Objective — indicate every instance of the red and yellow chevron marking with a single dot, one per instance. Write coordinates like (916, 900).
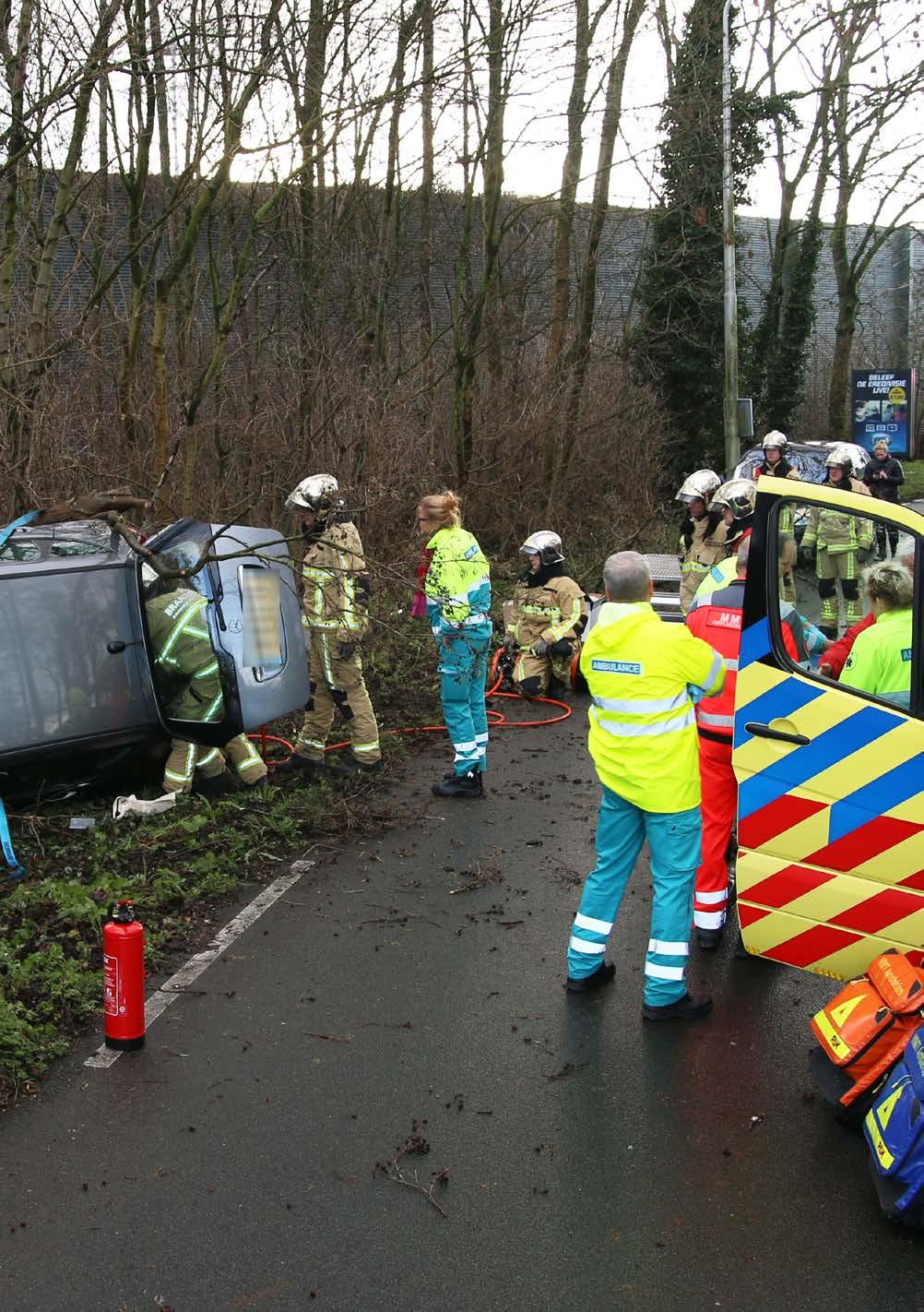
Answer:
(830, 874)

* * *

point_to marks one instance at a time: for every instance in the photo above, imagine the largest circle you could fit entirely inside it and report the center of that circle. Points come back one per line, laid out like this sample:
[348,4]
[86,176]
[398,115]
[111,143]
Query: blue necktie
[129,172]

--

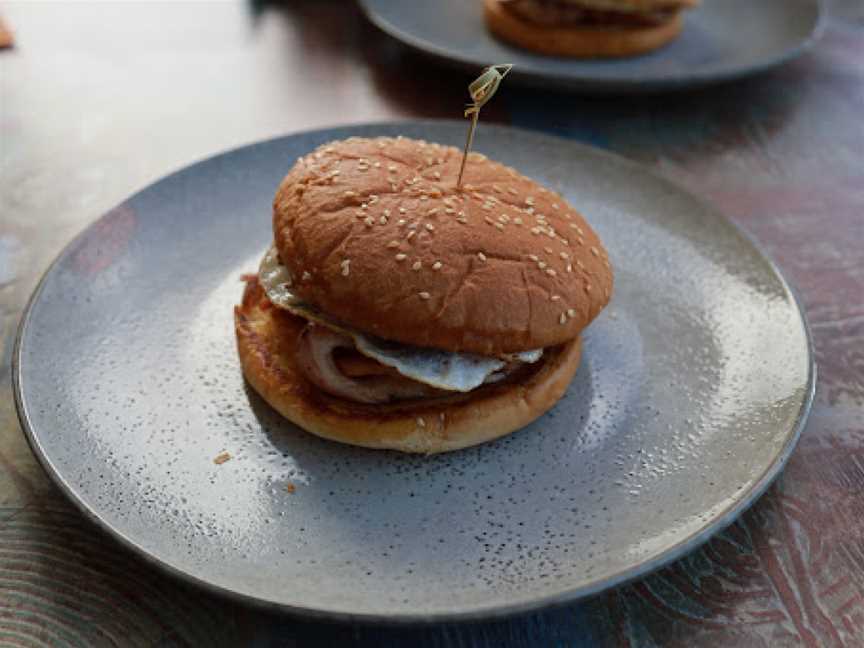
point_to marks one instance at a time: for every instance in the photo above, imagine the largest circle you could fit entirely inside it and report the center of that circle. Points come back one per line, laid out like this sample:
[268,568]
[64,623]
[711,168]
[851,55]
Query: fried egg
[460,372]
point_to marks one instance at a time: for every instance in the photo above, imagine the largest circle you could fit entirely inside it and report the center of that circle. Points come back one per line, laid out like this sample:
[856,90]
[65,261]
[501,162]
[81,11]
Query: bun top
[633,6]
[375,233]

REQUIRED WORK -> Locate each line in the records above that contains the string "Query", treating uppercase and lowercase as different, and copy those lines out.

IN RESPONSE ->
Query: blue necktie
Query: fried egg
Query: bun top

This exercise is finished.